Passage shown:
Entertainment

Kevin Barry: If the novel lacks innovation it's finished

His second novel, based on the true story of John Lennon's purchase of a tiny island in Clew Bay in the 1960s, has just won Irish writer Kevin Barry a major prize for literary innovation. He spoke to Jane Hardy

Sligo-based Irish novelist Kevin Barry Picture by Martina Kenji
Sligo-based Irish novelist Kevin Barry Picture by Martina Kenji Sligo-based Irish novelist Kevin Barry Picture by Martina Kenji

LAST week Irish novelist Kevin Barry received the Goldsmiths Prize and pocketed the cheque for £10,000 that came with it. It's awarded annually to a novel that breaks the mould and extends the possibilities of fiction; Barry's second novel, Beatlebone, fits the citation like a biker's glove.

The book involves a kind of fantasy road trip with John Lennon who travels to Dorinish Island, a getaway he bought in1967 off the west of Ireland, and on the way the star confronts some demons and tries to work out his identity. It mixes Lennon facts with imagined encounters and characters and has been described as a "hatching hawk's egg in a Christmas cracker".

On receiving the prize in London, Barry said: "It's a really cool prize because it rewards innovation. And if the novel lacks innovation it's finished." (Only he didn't just say finished – Barry (46) uses swear words effectively in life as in his fiction.)

Records for the exercise:
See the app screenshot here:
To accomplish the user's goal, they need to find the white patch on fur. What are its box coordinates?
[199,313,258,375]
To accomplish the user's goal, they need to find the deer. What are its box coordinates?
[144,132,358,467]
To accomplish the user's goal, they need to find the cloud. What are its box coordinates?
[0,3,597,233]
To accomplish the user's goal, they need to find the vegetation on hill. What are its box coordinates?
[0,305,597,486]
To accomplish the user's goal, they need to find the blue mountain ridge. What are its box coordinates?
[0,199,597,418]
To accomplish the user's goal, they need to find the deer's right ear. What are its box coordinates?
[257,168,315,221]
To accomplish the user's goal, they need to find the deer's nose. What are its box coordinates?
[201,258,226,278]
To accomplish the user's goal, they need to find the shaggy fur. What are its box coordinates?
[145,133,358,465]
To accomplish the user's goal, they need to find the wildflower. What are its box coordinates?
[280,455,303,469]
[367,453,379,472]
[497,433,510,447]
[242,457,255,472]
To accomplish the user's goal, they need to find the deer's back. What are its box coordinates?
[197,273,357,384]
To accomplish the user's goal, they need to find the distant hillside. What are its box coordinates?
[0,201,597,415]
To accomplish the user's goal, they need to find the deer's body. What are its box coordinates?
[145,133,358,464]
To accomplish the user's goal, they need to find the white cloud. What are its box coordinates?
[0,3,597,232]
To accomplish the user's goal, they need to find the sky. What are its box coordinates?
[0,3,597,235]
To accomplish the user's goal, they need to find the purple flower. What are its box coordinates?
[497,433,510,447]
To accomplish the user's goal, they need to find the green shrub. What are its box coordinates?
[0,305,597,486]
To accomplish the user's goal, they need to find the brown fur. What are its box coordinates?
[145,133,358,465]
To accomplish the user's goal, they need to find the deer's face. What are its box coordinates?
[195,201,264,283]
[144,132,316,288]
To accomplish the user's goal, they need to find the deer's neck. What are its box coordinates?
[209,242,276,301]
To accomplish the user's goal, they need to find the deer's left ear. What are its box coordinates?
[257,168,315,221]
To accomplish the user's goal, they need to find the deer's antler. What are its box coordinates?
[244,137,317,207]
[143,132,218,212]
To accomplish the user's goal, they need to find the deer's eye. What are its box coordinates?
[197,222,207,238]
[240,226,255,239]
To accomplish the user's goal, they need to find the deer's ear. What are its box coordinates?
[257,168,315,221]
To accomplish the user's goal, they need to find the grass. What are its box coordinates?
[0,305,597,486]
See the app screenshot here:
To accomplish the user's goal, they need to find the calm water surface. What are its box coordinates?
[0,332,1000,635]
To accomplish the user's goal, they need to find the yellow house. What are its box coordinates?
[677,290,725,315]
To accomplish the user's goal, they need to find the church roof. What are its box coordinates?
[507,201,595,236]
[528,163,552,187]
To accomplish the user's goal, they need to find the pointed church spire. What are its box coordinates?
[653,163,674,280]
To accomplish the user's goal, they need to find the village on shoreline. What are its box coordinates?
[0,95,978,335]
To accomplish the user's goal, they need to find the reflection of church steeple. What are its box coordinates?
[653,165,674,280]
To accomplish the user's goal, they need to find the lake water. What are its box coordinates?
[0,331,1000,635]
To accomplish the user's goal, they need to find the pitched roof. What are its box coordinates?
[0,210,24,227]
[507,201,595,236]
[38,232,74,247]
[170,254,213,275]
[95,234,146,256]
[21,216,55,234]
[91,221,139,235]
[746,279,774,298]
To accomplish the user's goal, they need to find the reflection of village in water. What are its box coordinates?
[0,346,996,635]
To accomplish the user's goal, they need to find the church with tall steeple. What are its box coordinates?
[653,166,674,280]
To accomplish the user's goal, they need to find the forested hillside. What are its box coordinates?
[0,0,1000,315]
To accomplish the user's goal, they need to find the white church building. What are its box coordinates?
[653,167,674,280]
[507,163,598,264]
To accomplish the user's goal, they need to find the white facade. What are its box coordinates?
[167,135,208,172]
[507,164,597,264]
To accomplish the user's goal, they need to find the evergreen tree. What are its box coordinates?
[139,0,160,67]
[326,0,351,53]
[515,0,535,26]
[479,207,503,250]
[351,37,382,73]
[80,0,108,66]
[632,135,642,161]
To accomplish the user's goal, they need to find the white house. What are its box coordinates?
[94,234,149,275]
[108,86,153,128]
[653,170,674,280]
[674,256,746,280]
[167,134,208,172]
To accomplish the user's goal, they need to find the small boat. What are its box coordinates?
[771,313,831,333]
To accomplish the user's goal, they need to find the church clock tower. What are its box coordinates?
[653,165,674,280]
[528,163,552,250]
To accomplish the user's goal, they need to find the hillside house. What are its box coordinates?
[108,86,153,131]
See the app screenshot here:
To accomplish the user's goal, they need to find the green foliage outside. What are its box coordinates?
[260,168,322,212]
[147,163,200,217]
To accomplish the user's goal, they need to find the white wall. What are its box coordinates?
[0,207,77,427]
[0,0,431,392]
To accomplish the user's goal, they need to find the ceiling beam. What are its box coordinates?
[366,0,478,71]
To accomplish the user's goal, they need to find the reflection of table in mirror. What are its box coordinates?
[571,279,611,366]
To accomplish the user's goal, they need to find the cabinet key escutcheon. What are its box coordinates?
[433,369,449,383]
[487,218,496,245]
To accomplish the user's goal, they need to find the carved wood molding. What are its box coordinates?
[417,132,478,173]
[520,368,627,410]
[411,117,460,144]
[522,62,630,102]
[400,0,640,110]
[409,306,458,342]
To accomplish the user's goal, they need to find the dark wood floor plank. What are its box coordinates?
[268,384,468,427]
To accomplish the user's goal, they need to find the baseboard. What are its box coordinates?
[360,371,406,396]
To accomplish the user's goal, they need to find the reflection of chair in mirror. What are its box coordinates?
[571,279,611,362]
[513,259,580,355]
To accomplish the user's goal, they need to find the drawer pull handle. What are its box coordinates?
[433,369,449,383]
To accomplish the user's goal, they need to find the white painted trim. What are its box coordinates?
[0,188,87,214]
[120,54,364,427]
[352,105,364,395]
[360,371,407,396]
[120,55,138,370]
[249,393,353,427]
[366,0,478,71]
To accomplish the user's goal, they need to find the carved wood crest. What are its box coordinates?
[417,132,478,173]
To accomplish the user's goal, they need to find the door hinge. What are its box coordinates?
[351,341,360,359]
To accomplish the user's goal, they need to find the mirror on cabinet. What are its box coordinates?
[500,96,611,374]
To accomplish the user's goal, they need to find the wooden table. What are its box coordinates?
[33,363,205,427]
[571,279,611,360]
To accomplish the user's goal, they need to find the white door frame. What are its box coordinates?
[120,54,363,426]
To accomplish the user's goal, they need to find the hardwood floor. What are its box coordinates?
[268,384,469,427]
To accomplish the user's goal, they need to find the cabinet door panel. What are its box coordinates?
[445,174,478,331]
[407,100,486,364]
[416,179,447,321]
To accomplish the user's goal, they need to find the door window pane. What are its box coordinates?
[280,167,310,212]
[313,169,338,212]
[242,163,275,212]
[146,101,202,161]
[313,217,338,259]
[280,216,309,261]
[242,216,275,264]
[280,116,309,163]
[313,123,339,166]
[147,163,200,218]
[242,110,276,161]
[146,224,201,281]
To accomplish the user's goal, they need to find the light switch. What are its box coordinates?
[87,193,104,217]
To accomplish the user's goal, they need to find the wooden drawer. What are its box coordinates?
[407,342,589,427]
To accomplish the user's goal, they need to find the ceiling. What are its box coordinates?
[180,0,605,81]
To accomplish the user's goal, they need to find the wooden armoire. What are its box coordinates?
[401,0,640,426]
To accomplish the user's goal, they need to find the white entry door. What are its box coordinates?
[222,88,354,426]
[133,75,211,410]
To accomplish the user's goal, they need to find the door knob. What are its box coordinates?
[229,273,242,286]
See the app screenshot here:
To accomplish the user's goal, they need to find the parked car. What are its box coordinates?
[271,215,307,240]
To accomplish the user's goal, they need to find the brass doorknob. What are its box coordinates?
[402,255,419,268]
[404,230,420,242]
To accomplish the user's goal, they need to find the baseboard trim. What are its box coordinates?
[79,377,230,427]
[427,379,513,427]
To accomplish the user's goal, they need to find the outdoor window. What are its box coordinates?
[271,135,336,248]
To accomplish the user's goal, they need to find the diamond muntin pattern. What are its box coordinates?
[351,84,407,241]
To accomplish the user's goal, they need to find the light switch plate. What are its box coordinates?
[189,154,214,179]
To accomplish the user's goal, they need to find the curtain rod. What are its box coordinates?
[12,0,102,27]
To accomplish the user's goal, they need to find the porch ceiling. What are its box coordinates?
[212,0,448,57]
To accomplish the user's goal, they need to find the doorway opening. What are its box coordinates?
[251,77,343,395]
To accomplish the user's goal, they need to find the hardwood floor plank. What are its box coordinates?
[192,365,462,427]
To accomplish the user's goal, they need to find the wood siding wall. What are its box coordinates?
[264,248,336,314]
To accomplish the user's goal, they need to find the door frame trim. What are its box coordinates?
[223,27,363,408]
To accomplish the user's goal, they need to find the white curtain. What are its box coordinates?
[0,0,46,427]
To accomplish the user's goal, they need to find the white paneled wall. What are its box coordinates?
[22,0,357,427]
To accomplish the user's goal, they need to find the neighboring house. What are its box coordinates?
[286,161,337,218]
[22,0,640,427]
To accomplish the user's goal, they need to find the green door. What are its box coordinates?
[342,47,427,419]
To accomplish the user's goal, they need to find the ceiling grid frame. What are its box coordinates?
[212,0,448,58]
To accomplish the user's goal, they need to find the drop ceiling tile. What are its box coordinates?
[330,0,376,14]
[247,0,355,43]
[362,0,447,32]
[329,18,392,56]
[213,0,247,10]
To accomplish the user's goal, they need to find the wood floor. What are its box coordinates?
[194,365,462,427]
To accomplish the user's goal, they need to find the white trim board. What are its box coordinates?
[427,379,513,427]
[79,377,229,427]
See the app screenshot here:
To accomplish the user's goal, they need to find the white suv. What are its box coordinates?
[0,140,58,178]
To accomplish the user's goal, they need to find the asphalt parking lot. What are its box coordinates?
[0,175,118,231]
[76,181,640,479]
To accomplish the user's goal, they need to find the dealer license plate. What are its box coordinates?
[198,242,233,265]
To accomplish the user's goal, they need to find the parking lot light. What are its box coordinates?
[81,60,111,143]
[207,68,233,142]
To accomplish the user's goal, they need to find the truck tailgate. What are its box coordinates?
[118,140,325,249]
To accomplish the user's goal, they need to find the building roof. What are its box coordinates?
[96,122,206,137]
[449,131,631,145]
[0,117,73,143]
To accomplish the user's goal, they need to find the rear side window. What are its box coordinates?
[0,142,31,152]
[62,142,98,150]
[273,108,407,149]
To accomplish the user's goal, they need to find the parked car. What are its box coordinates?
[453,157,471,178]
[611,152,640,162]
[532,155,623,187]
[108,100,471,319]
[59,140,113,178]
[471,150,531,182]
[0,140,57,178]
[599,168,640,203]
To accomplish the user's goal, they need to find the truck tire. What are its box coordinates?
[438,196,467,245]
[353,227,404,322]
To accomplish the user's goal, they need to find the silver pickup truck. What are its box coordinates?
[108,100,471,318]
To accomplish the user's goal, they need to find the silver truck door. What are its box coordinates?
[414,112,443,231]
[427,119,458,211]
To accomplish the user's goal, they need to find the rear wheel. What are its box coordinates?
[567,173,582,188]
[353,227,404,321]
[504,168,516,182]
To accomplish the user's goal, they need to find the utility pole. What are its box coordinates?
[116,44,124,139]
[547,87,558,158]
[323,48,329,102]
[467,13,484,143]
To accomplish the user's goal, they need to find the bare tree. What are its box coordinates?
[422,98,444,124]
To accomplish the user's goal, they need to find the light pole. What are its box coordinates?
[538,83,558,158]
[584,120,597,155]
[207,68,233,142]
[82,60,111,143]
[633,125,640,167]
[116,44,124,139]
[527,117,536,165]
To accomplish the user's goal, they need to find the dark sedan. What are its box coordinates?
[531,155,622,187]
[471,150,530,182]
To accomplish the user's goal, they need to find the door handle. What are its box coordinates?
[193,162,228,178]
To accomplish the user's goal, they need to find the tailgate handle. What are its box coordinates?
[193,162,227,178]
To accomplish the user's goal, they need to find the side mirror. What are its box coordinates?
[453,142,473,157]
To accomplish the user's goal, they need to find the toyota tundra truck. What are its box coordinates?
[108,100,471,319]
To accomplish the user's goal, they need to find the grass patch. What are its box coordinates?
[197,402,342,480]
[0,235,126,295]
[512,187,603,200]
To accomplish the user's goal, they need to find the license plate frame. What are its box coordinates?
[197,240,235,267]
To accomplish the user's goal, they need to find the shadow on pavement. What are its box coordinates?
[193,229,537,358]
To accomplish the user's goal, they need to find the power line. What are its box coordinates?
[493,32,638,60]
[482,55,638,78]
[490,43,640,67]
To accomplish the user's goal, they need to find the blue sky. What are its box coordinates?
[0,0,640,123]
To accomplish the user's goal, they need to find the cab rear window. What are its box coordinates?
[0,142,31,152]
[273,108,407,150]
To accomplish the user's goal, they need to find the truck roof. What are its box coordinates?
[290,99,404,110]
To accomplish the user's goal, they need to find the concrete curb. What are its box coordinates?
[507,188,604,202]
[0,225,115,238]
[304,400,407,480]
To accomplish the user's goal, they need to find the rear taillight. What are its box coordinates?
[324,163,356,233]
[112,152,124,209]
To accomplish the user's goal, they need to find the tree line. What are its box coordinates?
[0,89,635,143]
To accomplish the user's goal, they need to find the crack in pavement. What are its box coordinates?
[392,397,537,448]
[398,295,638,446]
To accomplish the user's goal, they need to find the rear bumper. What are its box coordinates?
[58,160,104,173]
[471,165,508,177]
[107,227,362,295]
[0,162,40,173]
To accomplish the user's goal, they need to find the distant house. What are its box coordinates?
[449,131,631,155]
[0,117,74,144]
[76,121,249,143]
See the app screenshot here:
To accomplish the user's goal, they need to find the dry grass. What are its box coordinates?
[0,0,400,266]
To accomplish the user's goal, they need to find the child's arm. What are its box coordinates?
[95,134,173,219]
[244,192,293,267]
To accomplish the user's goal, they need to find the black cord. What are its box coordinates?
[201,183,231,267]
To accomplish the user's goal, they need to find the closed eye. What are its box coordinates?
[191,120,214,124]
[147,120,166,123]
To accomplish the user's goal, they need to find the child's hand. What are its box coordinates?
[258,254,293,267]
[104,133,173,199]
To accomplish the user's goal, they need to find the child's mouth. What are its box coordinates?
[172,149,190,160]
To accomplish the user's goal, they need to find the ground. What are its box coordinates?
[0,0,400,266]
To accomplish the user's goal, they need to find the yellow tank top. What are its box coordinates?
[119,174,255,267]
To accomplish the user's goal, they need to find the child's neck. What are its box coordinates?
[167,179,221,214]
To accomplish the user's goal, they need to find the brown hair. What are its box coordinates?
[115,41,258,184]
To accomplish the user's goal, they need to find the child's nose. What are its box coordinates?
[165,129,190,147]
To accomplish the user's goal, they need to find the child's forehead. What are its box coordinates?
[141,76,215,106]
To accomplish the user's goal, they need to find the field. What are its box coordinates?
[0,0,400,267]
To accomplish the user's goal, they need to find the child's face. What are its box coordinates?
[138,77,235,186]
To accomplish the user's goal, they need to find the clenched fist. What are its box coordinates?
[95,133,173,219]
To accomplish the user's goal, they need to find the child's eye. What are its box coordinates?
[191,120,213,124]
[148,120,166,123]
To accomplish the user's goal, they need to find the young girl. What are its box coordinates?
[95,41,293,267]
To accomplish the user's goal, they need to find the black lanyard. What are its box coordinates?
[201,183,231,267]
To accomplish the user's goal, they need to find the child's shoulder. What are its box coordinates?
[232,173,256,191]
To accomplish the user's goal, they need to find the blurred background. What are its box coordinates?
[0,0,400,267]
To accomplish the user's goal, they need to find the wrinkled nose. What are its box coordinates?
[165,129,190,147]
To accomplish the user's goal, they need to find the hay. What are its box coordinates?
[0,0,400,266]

Brief 1:
In the Kevin Barry article, rewrite the paragraph beginning "LAST week Irish novelist" as a short bulleted list that keeps its main facts.
Brief 2:
Please recast the rows as a numbered list, starting with the line with "To accomplish the user's goal, they need to find the young" and going on through the last line of the rows, leaving out any blank lines.

Response 1:
- Irish novelist Kevin Barry received the Goldsmiths Prize last week, along with a £10,000 cheque.
- The prize is awarded annually to a novel that breaks the mould and extends the possibilities of fiction.
- Barry's second novel, Beatlebone, fits that citation closely.

Response 2:
1. To accomplish the user's goal, they need to find the young girl. What are its box coordinates?
2. [95,41,293,267]
3. To accomplish the user's goal, they need to find the black lanyard. What are its box coordinates?
4. [201,183,231,267]
5. To accomplish the user's goal, they need to find the child's shoulder. What are its box coordinates?
6. [232,173,256,191]
7. To accomplish the user's goal, they need to find the blurred background. What are its box coordinates?
8. [0,0,400,267]
9. To accomplish the user's goal, they need to find the wrinkled nose. What are its box coordinates?
10. [165,129,190,147]
11. To accomplish the user's goal, they need to find the hay. What are its box coordinates?
12. [0,0,400,266]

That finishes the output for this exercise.